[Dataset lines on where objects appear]
===============
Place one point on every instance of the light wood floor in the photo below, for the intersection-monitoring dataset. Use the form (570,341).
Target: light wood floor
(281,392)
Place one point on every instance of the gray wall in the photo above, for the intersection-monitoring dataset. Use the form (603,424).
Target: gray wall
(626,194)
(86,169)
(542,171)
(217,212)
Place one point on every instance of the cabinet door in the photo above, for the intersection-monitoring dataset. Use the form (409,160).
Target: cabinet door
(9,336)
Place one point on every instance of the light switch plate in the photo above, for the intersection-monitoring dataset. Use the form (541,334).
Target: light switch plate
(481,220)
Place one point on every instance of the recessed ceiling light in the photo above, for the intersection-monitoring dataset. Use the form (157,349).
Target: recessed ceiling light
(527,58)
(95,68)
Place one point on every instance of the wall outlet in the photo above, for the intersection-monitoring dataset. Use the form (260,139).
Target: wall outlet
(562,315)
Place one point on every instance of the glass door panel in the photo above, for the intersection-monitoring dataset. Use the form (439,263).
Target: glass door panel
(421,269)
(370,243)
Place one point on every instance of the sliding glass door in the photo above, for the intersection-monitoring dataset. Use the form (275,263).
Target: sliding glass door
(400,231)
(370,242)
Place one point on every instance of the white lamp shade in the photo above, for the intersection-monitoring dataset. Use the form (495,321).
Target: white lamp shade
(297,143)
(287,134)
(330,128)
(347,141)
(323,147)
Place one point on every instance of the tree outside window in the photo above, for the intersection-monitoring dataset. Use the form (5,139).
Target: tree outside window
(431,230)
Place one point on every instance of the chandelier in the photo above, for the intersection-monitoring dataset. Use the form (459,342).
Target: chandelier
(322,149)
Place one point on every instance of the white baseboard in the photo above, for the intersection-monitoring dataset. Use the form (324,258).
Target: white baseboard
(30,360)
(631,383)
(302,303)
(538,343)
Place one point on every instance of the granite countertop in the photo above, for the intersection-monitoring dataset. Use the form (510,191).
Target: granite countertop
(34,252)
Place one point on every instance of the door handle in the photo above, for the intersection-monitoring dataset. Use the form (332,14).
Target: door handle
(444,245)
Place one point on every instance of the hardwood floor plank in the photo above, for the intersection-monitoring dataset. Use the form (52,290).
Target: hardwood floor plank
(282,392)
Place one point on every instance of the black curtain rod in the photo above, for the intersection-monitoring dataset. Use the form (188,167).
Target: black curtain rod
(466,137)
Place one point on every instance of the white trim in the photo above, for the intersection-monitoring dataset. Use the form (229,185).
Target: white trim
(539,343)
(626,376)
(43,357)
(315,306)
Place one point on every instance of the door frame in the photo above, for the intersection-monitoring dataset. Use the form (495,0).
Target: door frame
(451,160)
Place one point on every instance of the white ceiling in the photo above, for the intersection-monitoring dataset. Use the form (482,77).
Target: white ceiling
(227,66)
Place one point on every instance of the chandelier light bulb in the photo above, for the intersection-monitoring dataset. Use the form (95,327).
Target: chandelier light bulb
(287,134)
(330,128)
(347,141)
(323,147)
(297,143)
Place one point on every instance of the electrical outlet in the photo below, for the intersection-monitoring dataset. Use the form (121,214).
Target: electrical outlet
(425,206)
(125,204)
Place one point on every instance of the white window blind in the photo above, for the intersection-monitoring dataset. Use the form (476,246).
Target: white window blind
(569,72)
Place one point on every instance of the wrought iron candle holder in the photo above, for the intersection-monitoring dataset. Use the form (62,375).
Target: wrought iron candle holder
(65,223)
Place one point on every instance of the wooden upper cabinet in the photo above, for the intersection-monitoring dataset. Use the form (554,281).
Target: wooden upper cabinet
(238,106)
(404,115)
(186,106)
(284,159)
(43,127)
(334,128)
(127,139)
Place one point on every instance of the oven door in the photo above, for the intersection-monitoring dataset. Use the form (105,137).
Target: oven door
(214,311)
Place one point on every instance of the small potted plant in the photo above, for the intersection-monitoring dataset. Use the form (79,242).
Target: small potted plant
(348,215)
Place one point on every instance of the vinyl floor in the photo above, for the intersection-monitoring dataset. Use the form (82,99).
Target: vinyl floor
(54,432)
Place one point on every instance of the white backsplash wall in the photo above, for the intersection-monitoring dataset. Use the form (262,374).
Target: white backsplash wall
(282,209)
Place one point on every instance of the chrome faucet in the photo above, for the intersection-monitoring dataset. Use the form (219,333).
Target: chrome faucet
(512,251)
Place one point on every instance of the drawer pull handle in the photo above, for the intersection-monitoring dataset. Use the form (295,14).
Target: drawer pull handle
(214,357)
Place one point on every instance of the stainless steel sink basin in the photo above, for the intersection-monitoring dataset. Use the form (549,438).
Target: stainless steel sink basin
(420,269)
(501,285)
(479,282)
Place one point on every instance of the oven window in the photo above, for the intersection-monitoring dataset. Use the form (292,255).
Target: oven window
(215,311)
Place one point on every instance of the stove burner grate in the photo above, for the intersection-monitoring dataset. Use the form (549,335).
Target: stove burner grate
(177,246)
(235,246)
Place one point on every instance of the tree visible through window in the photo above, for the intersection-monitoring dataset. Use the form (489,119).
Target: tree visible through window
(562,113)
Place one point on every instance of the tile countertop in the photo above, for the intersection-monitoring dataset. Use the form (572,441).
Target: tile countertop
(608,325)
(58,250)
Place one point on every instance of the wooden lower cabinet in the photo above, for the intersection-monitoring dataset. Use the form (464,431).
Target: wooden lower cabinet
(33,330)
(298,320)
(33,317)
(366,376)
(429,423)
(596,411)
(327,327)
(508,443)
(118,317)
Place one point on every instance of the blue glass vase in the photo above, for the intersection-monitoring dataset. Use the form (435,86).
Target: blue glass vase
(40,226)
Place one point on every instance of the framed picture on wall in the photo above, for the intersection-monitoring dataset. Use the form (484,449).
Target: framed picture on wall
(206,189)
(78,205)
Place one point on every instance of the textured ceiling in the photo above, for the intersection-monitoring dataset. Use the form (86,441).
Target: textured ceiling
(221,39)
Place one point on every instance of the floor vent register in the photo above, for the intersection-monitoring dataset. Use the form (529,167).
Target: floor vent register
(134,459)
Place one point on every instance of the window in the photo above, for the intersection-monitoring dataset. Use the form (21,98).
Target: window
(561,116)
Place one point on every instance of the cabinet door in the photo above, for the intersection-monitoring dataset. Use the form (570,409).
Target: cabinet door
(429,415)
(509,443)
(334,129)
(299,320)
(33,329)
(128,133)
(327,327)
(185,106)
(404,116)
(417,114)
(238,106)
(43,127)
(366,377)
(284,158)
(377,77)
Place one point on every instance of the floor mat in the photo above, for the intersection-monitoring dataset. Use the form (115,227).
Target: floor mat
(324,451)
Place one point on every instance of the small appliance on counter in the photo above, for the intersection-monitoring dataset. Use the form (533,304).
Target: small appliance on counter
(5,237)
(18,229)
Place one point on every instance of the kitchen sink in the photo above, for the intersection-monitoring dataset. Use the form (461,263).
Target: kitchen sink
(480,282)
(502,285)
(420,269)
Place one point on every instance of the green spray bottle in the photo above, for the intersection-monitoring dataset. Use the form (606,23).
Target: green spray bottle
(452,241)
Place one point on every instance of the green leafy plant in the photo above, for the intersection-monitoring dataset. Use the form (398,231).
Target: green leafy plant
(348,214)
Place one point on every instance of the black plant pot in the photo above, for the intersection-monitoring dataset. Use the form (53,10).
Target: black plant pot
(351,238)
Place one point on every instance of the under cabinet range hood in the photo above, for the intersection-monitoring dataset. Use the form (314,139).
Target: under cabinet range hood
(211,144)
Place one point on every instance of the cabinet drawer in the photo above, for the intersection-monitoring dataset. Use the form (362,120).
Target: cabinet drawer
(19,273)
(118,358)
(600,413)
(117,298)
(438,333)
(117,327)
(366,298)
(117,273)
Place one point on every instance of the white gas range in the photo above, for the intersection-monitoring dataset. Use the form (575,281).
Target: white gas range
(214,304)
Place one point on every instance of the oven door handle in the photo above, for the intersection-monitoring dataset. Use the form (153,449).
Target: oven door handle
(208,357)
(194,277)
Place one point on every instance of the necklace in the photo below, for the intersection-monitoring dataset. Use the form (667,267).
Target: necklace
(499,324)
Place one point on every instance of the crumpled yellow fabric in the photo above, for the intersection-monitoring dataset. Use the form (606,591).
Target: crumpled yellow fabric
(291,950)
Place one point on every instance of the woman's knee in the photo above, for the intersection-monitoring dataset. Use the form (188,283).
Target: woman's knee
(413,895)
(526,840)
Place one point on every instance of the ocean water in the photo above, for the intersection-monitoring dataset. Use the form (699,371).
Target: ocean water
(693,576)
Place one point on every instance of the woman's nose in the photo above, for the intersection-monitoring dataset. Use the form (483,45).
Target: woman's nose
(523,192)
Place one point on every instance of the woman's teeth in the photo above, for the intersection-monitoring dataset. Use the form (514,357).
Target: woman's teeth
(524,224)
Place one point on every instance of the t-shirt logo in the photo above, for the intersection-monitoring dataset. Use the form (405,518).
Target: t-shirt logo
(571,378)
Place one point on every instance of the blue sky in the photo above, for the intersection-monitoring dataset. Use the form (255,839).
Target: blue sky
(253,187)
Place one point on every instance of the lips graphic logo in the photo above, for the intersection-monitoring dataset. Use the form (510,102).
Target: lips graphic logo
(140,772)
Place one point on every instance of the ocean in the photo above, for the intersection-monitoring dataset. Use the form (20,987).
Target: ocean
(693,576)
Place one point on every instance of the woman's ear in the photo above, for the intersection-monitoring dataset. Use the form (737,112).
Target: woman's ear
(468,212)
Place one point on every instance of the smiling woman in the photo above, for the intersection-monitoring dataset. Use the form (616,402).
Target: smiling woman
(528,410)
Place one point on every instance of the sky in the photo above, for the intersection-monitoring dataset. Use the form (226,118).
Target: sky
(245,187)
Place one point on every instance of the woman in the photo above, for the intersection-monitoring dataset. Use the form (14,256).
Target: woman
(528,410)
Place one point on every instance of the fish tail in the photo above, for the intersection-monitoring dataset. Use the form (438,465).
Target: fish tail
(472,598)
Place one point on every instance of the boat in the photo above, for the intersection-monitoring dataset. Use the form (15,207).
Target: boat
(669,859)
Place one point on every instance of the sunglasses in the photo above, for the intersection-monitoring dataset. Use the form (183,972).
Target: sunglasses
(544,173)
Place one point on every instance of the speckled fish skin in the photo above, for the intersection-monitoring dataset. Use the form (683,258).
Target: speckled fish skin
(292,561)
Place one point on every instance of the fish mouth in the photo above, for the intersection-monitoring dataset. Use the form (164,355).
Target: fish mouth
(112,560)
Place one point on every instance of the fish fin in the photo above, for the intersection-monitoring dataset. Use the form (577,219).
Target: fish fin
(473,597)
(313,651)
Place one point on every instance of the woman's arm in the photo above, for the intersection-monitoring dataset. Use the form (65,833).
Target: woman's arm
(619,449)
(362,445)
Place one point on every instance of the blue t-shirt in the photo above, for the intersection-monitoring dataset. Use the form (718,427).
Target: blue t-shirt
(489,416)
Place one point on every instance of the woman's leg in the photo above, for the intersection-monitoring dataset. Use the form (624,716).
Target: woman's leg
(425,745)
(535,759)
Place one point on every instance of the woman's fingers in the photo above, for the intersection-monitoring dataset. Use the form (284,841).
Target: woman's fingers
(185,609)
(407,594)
===============
| WORK REQUIRED |
Express the lines from the one containing "Place one point on every instance of the woman's leg" through the last line above, inclusive, as a Markdown table with the columns Row and Line. Leave out any blank lines.

| TASK RESULT |
| Row | Line |
|---|---|
| 1 | Place one point on every instance of the woman's leg in the photo above, for the intersection-monitoring dataset. Use the form (624,716). |
| 2 | Target: woman's leg |
| 3 | (425,745) |
| 4 | (535,759) |
| 5 | Place one point on every instance of the woman's fingers in the photo above, for the intersection-monitoring dataset. Use the form (284,841). |
| 6 | Target: woman's fingers |
| 7 | (185,609) |
| 8 | (407,594) |